EXERCISES ▸
1 - In the announcement about the polarization and health paper, rewrite the passage from "Congratulations to PhD" up to and including "Political Research Quarterly.", changing "PhD student" to "doctoral student".
2 - According to the announcement about the polarization and health paper, how many US residents took part in the survey, and when was it conducted?
3 - Check each statement against the announcement about the polarization and health paper. Answer yes or no for each, and quote the words that decide it.
(a) The study uses negative binomial, logit, and gamma models.
(b) Bridging ties are linked to better health for politically isolated residents.
(c) The paper has been accepted to Political Research Quarterly.

DOCUMENT ▸
Congratulations to PhD student David Hummel whose paper "Bridging the Divide: Does Social Capital Moderate the Impact of Polarization on Health" with Timothy Fraser, Dr. Costas Panagopoulos, Dr. Daniel P. Aldrich (NU Political Science Department) and Dr. Daniel Kim (Bouvé College of Health Sciences & School of Public Policy and Urban Affairs) has been accepted to Political Research Quarterly.

Bridging the Divide: Does Social Capital Moderate the Impact of Polarization on Health

Abstract: 

Rising partisan polarization in the American public over the last decade has been linked to stress and anxiety, raising questions about how communities and public health experts should respond. As the strength of an individual’s social network correlates with better health outcomes, could building a diverse set of connections moderate the effect of political polarization on an individual’s health? This study examines the role of social capital as a key intervening variable in the relationship between polarization and health. Drawing on a nationally-representative survey of 2,752 US residents conducted in December 2019 compared with county level data, we use negative binomial, logit, and gamma models to examine the interaction between indicators of political polarization and bonding, bridging, and linking social capital on physical and mental health outcomes. We find consistent evidence that bonding social ties intervene to improve the physical and mental health of individuals in polarized communities, while bridging ties are related to worse health for politically isolated residents. By highlighting the relationship between polarization, social networks, and health, our findings shed light on how public health experts, and policymakers can improve health outcomes in polarized communities.

EXTRACTED DATA ▸
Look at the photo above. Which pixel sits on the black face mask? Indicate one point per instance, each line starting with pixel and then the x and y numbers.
...
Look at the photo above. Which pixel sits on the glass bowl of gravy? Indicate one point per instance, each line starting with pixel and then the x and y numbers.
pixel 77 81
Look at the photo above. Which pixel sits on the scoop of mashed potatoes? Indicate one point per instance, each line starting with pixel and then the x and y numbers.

SET OF ANSWERS ▸
1 -
Congratulations to doctoral student David Hummel whose paper "Bridging the Divide: Does Social Capital Moderate the Impact of Polarization on Health" with Timothy Fraser, Dr. Costas Panagopoulos, Dr. Daniel P. Aldrich (NU Political Science Department) and Dr. Daniel Kim (Bouvé College of Health Sciences & School of Public Policy and Urban Affairs) has been accepted to Political Research Quarterly.

2 - 2,752 US residents, in December 2019.

3 -
(a) Yes: "we use negative binomial, logit, and gamma models"
(b) No: "bridging ties are related to worse health for politically isolated residents"
(c) Yes: "has been accepted to Political Research Quarterly"